● Assignment: Return exactly the lines that run from the one containing "Where in the photo above can the power" to the end of the entries, with both ends included.

● Provided information:
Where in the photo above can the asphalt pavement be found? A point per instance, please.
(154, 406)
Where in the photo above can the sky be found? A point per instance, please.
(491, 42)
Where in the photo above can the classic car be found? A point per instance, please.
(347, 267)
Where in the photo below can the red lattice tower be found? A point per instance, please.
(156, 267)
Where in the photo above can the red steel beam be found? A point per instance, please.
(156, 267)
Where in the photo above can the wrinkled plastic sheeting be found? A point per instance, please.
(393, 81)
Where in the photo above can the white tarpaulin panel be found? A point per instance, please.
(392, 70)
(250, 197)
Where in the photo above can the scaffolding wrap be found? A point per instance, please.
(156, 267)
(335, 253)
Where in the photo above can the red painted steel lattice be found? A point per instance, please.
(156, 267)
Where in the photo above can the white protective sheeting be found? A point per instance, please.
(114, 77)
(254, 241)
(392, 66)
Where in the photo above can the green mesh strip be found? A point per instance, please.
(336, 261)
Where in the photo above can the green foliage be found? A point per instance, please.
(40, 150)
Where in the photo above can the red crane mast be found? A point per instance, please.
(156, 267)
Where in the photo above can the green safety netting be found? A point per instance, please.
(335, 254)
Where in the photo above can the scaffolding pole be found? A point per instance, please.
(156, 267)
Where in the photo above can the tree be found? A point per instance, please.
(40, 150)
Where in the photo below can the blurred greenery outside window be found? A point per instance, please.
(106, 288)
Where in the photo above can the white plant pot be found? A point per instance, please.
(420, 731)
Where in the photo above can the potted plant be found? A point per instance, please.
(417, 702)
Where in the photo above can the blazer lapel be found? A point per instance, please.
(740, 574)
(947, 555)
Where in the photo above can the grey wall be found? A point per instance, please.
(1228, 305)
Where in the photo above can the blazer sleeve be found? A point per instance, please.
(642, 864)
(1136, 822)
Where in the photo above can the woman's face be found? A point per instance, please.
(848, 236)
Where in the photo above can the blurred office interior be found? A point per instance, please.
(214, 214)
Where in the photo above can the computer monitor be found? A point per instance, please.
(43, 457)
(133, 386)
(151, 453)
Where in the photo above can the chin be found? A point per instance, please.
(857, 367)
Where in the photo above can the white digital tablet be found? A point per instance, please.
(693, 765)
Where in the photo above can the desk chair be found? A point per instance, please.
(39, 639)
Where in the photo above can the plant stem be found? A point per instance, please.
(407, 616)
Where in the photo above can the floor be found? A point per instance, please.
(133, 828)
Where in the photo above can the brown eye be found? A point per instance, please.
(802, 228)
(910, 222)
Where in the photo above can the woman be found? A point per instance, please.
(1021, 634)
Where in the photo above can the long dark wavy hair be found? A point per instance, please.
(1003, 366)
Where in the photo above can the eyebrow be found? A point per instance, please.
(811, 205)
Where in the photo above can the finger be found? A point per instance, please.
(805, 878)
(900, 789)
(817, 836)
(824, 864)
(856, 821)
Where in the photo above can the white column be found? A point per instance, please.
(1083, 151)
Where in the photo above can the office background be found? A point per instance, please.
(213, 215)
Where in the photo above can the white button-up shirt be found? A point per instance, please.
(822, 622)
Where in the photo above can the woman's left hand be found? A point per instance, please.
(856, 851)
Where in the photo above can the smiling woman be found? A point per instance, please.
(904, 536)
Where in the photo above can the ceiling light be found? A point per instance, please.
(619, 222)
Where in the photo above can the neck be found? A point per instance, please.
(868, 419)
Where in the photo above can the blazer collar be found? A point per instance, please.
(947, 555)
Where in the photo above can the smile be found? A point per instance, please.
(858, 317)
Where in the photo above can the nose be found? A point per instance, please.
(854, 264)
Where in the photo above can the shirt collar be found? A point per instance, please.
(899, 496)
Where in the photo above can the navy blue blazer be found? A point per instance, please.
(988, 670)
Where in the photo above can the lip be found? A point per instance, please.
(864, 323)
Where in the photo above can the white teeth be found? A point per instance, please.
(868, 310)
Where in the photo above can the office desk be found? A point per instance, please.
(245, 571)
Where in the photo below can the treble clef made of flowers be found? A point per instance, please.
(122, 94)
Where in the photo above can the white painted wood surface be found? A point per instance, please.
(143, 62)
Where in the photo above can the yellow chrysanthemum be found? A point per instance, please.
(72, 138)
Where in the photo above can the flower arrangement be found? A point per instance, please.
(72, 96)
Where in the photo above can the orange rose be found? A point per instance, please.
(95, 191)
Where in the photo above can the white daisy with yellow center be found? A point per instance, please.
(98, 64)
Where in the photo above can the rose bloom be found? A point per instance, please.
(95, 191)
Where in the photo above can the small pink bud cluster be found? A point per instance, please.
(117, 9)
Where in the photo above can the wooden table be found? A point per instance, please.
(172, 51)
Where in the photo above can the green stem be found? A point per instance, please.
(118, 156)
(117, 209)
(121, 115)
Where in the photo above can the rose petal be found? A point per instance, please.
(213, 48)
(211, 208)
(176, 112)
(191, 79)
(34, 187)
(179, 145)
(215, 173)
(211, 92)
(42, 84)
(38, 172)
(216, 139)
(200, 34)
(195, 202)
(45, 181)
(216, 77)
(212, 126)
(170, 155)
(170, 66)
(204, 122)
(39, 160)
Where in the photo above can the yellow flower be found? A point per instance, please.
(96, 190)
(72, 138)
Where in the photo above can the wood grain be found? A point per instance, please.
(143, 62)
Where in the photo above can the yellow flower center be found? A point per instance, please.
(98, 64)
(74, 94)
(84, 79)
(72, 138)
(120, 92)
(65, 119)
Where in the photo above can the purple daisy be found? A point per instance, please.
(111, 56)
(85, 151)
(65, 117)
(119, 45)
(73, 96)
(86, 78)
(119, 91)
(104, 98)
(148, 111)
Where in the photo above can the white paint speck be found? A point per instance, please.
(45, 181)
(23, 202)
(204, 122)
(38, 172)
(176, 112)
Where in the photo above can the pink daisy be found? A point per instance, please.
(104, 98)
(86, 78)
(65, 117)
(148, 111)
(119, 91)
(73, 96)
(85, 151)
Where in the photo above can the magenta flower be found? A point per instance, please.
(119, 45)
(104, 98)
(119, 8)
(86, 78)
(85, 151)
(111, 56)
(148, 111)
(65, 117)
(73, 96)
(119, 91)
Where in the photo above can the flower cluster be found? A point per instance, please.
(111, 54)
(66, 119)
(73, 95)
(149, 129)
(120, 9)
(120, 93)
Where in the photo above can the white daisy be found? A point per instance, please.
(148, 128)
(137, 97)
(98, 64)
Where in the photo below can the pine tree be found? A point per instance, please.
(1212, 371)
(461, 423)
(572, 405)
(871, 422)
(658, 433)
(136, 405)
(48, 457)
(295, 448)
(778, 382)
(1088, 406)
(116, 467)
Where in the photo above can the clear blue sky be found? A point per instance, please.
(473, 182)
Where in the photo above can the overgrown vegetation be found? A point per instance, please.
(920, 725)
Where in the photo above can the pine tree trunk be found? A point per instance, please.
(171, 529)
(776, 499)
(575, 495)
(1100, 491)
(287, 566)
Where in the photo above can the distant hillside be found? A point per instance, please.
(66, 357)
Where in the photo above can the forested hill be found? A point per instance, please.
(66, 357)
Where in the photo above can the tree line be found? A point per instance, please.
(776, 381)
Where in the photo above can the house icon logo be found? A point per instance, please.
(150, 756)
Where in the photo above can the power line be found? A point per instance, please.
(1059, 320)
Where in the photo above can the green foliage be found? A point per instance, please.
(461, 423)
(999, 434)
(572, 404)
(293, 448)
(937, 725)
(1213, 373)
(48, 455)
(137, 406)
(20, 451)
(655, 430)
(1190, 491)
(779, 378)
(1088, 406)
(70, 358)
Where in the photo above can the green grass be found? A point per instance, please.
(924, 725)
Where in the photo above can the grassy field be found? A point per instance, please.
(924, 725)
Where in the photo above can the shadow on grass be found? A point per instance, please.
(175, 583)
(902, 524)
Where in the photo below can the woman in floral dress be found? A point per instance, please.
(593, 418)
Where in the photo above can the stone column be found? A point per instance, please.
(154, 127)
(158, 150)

● Written solution:
Where in the photo above can the power line be found? A point per instance, please.
(1059, 320)
Where in the photo above can the green foliage be found? A point per instance, please.
(461, 423)
(999, 434)
(572, 404)
(293, 448)
(937, 725)
(1213, 373)
(48, 455)
(137, 406)
(20, 451)
(655, 430)
(1190, 491)
(779, 378)
(1088, 406)
(70, 358)
Where in the photo above can the green grass be found? A point per instance, please.
(924, 725)
Where in the photo above can the grassy field be found? A point per instance, please.
(924, 725)
Where in the photo above can the shadow on grass be found? A point per instance, please.
(175, 583)
(902, 524)
Where in the photo below can the woman in floral dress be found? A point per instance, please.
(593, 418)
Where in the photo above can the stone column be found? A point per instance, please.
(154, 127)
(158, 150)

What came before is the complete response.